— Consigne —
Recopie sans rien changer le passage de l'extrait sur l'accueil de répit pour enfants autistes, en commençant par « In fine, 30 » et en allant jusqu'à « d'accueil de loisirs. ».

— Extrait du texte —
==============================
Cet été, nous avons donc ouvert, en accompagnement « un pour un », avec des animateurs mis à disposition par la PEEP, des stagiaires en travail social et des professionnels de notre association, une structure de répit. Nous avons déjà pris le temps, pendant dix jours, de nous former et faire équipe. Se former à l'autisme, c'est fondamental. Il n'est pas possible d'improviser. Des gens peuvent posséder une sensibilité, des connaissances, des aspirations, mais je crois qu'il importe d'être cohérent lorsqu'on s'occupe de ces enfants. D'où la nécessité que tous ces services travaillent ensemble. Nous avons impliqué le champ de l'animation parce qu'il ne s'agissait pas d'un IME, mais d'un accueil de loisirs. Si nous avions disposé de davantage de temps, nous aurions essayé de le coupler à un ALSH ordinaire, afin de proposer des moments plus forts d'inclusion.
In fine, 30 familles de la métropole de Tours ont pu bénéficier, pendant cinq semaines, d'un relais, sous la forme d'un accueil temporaire et/ou de relayage à domicile et/ou d'un peu d'accueil de loisirs.
==============================
— Données répertoriées —
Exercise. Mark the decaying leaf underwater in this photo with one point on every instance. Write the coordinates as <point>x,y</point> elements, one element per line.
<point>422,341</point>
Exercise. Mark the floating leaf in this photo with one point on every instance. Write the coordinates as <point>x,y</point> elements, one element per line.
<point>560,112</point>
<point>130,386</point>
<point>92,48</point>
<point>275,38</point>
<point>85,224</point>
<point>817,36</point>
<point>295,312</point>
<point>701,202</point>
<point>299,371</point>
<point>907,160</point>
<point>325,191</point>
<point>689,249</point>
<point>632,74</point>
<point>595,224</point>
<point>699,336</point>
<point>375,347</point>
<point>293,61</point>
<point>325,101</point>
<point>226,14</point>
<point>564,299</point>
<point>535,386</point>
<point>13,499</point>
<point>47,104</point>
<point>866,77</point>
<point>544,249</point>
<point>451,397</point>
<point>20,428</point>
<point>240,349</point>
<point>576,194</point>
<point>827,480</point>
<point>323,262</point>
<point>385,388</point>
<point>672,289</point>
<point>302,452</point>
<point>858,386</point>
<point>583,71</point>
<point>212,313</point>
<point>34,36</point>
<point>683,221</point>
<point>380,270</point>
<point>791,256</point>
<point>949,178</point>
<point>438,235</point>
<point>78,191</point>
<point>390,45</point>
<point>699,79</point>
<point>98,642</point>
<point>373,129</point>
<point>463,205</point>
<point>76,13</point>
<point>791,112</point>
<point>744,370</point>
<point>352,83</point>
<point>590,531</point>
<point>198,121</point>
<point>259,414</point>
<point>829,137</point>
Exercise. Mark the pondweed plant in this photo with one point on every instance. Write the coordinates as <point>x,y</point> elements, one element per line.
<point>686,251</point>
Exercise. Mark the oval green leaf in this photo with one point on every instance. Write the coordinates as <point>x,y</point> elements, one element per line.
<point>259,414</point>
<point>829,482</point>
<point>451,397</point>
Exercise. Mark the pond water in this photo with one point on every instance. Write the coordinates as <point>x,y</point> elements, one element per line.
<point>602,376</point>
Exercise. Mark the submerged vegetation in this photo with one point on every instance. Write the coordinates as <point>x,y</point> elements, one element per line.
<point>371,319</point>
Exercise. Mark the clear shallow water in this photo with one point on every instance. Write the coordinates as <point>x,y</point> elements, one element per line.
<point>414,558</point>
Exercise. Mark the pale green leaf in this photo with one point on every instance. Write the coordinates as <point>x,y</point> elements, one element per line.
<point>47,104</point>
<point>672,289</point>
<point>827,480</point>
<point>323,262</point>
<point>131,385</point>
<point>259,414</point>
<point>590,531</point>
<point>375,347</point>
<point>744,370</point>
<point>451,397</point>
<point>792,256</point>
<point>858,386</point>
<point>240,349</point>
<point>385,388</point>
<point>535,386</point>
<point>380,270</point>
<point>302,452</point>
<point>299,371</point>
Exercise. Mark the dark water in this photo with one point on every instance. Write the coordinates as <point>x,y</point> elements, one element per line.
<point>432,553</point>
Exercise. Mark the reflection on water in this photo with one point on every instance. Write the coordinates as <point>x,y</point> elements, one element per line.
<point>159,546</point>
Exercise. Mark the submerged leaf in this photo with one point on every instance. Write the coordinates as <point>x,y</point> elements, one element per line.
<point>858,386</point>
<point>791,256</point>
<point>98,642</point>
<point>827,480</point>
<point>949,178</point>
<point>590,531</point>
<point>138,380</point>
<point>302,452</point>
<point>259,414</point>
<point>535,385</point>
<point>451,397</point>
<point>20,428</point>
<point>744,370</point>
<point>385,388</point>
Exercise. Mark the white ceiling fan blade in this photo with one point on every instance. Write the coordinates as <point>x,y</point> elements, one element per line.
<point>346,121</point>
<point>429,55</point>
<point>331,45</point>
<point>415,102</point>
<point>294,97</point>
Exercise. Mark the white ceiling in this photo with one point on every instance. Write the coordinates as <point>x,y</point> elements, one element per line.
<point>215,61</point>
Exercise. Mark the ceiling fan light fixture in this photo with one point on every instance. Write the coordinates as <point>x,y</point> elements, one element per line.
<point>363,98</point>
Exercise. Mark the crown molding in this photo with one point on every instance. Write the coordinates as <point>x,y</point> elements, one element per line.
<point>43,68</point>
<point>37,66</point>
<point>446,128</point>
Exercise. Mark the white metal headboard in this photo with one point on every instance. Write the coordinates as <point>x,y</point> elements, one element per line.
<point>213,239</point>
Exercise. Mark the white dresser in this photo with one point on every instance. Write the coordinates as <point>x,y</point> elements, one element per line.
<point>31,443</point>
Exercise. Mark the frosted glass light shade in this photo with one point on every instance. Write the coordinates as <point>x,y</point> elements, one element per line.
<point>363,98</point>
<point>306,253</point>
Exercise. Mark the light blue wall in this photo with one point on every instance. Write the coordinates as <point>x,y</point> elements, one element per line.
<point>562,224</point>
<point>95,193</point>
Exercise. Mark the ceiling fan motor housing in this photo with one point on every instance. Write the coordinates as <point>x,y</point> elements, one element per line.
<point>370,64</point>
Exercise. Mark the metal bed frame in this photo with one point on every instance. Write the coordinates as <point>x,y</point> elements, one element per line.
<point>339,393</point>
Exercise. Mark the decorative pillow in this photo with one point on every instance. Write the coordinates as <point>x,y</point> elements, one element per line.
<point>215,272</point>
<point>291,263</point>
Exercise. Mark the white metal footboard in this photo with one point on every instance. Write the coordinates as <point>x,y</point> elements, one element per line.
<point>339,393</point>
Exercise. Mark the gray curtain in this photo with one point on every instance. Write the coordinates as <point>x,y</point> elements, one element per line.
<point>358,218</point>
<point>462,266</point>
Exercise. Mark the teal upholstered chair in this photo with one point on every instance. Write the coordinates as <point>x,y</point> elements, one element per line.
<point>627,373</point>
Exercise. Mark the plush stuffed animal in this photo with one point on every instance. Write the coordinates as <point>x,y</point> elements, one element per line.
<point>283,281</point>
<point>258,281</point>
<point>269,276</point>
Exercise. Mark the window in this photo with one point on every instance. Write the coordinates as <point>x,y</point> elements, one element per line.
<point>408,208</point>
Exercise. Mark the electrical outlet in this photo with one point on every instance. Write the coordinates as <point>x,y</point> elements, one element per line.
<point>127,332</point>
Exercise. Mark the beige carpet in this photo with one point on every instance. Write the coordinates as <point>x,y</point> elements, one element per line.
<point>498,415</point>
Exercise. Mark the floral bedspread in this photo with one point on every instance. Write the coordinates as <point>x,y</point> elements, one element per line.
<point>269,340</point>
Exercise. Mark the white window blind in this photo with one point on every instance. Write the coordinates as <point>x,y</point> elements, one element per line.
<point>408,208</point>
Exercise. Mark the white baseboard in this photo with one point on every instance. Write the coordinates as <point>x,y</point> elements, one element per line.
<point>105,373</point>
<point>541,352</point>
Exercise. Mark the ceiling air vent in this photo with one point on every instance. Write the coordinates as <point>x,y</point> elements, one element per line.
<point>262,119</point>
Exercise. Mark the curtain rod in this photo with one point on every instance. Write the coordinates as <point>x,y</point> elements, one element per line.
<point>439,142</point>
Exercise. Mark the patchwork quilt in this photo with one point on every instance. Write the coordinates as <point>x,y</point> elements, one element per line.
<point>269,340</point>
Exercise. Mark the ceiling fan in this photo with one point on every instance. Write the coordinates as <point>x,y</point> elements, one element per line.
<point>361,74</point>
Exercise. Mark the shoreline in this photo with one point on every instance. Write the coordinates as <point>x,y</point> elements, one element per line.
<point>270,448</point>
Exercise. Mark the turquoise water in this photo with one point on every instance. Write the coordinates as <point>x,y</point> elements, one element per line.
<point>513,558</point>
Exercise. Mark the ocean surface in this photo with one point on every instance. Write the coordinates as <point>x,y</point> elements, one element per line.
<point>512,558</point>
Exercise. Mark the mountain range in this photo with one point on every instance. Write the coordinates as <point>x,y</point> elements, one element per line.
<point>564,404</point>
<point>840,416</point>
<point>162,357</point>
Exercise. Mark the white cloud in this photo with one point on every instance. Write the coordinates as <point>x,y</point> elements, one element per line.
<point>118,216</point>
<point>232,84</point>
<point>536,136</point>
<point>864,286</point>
==============================
— Réponse —
In fine, 30 familles de la métropole de Tours ont pu bénéficier, pendant cinq semaines, d'un relais, sous la forme d'un accueil temporaire et/ou de relayage à domicile et/ou d'un peu d'accueil de loisirs.